*Work task:* Among the entries below, find each line holding "cliff" and return it.

::::::

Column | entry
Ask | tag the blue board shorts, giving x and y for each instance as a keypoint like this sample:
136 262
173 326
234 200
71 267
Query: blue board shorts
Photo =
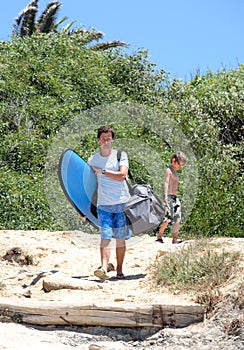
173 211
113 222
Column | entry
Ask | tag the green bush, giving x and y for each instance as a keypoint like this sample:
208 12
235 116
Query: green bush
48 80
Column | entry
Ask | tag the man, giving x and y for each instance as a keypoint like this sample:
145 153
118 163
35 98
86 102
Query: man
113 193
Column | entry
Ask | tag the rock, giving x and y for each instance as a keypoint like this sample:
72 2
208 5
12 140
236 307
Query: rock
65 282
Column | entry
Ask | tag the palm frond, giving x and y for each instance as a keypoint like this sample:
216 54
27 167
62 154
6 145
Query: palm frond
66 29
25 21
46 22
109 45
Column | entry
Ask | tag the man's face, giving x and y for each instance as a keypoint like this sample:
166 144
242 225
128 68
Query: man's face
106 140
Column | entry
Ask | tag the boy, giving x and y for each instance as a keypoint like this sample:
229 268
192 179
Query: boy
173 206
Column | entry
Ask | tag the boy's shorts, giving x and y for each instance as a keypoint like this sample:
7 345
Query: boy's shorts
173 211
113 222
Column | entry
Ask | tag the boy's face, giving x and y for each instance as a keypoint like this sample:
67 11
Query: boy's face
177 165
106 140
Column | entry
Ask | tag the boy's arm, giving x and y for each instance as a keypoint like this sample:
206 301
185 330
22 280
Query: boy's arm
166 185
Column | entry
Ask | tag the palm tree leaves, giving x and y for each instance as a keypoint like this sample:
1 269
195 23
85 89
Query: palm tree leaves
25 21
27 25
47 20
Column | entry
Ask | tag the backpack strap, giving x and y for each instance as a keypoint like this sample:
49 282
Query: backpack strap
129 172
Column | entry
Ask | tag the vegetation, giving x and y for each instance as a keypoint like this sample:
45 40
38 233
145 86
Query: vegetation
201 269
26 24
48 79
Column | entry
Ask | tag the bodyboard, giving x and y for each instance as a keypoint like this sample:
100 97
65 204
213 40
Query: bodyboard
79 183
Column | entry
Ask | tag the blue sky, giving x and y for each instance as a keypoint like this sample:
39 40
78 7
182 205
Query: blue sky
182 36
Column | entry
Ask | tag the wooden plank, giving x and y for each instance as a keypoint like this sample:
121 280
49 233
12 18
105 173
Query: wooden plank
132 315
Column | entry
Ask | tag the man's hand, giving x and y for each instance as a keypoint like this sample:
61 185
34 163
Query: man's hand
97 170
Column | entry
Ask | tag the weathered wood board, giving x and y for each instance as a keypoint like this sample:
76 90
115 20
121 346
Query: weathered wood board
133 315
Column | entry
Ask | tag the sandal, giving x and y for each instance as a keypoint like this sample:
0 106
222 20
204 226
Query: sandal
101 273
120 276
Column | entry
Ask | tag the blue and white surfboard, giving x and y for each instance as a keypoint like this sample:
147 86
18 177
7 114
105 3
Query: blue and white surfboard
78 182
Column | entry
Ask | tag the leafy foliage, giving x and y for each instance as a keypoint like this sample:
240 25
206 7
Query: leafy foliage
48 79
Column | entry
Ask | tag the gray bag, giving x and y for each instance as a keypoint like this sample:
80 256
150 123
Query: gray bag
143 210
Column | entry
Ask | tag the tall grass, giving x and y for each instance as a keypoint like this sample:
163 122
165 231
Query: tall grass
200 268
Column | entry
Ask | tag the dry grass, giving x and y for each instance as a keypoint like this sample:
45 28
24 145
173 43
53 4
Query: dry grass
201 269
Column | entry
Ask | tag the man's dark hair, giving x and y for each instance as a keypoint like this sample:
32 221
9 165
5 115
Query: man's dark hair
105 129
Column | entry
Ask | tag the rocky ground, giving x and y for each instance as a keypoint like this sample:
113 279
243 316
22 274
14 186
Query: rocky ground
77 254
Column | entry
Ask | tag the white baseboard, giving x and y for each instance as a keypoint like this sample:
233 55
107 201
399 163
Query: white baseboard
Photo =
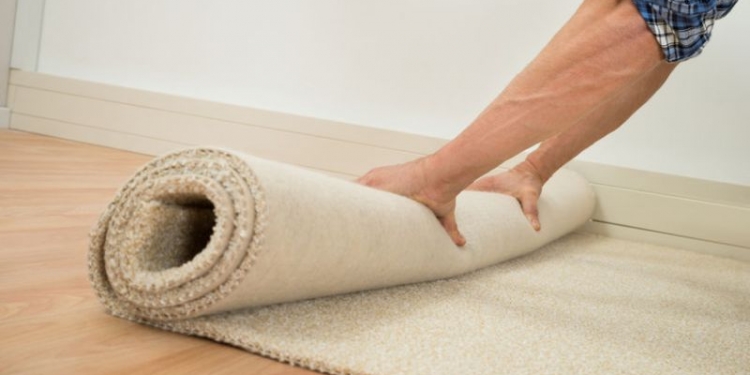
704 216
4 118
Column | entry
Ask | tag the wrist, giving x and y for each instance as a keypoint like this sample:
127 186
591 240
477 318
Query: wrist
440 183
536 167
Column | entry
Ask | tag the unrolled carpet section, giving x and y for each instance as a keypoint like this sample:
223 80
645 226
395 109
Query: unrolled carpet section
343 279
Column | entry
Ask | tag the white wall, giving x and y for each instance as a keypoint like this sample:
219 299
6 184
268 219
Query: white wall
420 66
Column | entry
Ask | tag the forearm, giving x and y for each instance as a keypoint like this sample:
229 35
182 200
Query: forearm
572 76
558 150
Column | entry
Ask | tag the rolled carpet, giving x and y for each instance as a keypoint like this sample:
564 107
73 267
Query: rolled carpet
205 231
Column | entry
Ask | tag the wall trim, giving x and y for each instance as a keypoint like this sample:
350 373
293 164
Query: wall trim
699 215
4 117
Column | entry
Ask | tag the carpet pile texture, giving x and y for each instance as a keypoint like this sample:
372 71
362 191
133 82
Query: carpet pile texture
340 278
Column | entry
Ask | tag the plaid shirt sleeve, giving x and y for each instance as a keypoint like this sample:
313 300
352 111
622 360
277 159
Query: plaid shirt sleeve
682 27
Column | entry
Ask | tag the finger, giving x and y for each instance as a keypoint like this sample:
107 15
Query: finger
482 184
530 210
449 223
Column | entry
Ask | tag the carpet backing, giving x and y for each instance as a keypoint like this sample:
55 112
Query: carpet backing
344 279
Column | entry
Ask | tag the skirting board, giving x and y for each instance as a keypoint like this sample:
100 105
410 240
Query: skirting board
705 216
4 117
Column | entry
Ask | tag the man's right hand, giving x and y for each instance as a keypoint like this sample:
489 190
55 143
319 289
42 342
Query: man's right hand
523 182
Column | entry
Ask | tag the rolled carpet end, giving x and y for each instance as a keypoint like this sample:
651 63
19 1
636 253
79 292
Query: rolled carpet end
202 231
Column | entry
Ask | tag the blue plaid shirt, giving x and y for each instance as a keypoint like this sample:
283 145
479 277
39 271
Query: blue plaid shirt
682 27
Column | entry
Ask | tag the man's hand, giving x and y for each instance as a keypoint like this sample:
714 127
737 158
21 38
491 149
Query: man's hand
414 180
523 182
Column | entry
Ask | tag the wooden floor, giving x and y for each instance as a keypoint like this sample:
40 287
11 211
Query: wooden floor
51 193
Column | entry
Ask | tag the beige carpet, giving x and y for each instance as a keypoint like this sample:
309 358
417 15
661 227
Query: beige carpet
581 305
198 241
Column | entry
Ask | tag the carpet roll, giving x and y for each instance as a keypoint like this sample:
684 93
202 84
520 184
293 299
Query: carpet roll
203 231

::::::

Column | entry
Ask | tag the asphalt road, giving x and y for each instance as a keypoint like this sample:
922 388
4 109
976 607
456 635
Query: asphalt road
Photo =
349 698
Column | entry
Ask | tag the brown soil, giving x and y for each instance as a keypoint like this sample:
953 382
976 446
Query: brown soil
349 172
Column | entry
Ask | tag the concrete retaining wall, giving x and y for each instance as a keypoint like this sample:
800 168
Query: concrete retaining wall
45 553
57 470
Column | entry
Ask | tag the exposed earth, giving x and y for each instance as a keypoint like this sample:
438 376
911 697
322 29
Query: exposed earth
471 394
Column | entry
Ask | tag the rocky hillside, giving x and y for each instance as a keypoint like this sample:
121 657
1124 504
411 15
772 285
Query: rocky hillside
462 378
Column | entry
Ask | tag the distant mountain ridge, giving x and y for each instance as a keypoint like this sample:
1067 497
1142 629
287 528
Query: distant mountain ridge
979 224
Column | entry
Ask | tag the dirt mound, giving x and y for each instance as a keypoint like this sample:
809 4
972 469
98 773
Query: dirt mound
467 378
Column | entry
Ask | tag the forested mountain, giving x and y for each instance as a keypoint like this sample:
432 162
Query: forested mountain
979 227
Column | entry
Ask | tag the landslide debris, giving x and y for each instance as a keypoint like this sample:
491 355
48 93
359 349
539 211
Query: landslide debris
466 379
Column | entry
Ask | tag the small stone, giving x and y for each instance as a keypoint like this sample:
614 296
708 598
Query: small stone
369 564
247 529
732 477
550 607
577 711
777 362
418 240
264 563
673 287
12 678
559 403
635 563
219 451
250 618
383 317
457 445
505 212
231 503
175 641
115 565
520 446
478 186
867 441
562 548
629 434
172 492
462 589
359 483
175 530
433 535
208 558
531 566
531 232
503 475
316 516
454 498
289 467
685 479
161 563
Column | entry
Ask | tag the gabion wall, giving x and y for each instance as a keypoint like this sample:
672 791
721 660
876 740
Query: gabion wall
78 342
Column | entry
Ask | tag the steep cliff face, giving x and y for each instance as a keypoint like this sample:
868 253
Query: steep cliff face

::::::

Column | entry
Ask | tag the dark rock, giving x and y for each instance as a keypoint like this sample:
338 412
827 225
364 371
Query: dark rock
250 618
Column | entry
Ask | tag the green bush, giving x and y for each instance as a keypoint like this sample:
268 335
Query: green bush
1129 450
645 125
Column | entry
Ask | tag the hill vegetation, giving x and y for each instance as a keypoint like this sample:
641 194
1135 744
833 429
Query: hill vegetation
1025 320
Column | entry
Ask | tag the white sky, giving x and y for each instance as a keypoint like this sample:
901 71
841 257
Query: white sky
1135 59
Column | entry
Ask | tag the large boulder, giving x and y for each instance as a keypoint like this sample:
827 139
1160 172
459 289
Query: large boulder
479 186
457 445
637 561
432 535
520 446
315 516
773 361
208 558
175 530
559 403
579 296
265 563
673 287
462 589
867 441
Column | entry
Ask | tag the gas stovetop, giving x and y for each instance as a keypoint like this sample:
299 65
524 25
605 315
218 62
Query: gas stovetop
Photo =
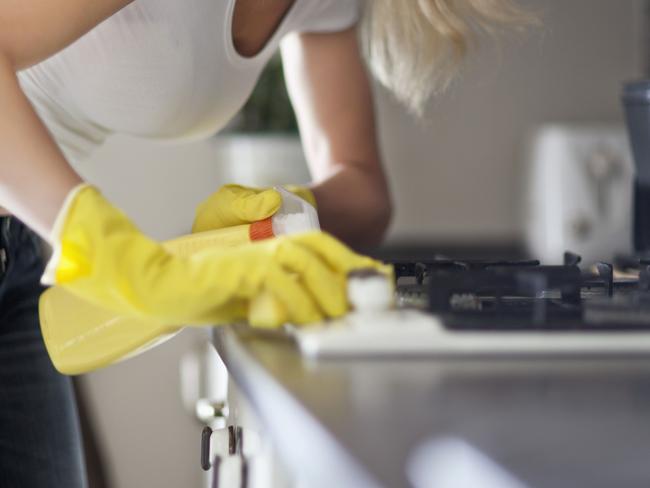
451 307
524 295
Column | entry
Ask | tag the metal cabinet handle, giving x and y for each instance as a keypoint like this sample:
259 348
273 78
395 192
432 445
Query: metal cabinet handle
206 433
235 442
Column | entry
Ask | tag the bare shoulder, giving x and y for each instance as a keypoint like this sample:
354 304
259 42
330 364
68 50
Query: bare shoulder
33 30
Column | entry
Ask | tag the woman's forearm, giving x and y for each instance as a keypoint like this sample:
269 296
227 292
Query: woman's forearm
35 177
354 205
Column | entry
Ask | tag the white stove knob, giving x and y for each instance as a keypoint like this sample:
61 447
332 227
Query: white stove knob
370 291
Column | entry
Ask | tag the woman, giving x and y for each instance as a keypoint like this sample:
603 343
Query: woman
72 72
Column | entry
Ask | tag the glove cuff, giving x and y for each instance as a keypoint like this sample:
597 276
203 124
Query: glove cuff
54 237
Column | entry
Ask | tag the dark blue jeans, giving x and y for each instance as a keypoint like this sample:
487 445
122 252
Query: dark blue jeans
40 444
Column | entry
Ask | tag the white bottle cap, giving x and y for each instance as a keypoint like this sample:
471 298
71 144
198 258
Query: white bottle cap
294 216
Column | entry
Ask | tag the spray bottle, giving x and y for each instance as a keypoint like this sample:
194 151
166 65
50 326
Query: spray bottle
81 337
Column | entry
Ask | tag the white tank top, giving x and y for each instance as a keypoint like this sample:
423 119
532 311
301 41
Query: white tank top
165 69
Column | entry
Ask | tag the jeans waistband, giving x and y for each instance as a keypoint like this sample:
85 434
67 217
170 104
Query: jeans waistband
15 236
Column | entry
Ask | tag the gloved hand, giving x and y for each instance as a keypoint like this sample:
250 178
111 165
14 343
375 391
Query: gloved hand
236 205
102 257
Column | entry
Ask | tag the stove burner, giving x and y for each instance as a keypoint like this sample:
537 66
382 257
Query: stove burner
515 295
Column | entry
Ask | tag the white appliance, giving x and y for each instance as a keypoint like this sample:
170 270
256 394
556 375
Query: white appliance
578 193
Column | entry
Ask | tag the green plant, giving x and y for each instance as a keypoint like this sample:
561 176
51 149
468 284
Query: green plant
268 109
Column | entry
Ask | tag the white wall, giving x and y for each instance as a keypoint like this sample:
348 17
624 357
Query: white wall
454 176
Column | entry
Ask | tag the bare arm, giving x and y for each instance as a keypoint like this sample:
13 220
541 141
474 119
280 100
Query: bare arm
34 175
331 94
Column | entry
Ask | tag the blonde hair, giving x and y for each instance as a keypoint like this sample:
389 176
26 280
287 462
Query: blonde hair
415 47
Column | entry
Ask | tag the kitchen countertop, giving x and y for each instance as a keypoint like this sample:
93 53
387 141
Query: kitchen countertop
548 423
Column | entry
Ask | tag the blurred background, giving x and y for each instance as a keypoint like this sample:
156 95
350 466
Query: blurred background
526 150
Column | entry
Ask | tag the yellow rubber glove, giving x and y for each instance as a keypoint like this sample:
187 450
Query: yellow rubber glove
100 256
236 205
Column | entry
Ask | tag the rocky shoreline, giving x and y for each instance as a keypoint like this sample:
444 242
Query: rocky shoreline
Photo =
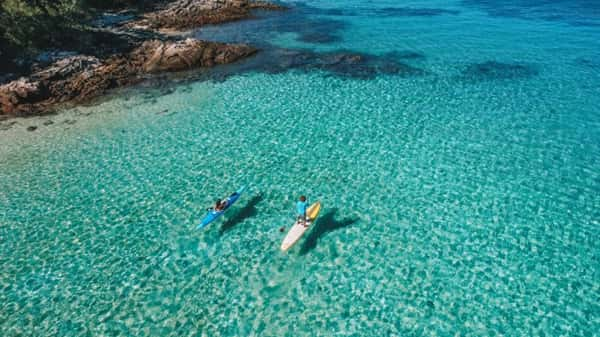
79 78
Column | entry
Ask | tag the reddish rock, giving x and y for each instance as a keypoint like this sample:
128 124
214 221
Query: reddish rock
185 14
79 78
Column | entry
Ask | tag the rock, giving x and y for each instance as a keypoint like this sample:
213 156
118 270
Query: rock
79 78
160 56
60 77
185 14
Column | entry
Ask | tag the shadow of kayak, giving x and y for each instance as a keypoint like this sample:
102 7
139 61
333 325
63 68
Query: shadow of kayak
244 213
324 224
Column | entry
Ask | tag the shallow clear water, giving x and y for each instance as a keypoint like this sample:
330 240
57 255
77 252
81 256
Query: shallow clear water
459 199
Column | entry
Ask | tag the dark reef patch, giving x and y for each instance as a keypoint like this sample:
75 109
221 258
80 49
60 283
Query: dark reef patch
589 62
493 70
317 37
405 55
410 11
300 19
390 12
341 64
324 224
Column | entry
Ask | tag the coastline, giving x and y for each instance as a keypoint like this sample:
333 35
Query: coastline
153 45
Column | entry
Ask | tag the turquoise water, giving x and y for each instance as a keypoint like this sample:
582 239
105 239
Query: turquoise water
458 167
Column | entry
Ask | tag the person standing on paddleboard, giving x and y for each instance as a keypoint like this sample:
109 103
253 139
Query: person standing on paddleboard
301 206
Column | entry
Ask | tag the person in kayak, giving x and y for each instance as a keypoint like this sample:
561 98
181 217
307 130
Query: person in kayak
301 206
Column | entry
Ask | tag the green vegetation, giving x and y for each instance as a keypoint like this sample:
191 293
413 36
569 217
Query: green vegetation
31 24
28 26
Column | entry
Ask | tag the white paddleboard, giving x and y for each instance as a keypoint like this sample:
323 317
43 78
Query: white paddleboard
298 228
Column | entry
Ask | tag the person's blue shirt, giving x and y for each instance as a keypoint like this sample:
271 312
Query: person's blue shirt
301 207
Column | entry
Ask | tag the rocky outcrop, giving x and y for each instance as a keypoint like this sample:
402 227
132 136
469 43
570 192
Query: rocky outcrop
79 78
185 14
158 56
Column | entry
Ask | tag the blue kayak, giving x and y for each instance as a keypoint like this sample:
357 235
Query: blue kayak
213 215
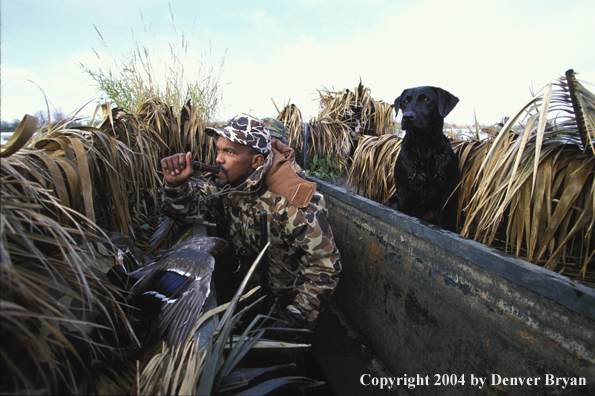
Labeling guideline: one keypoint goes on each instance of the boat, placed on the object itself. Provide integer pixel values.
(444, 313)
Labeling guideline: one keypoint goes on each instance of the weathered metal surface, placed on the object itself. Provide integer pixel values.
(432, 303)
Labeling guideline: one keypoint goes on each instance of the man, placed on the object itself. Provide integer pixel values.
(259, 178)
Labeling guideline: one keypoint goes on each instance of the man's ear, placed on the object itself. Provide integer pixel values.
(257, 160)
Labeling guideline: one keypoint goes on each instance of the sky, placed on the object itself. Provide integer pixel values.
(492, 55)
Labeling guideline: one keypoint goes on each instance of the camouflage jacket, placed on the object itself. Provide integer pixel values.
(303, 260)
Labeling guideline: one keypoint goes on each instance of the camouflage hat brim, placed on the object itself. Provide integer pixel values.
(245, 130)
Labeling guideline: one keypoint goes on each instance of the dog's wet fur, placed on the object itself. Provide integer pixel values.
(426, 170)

::::::

*Written response:*
Ask | tag the steep cliff face, giving x and y for each instance as a keypoint like this sample:
Query: steep cliff face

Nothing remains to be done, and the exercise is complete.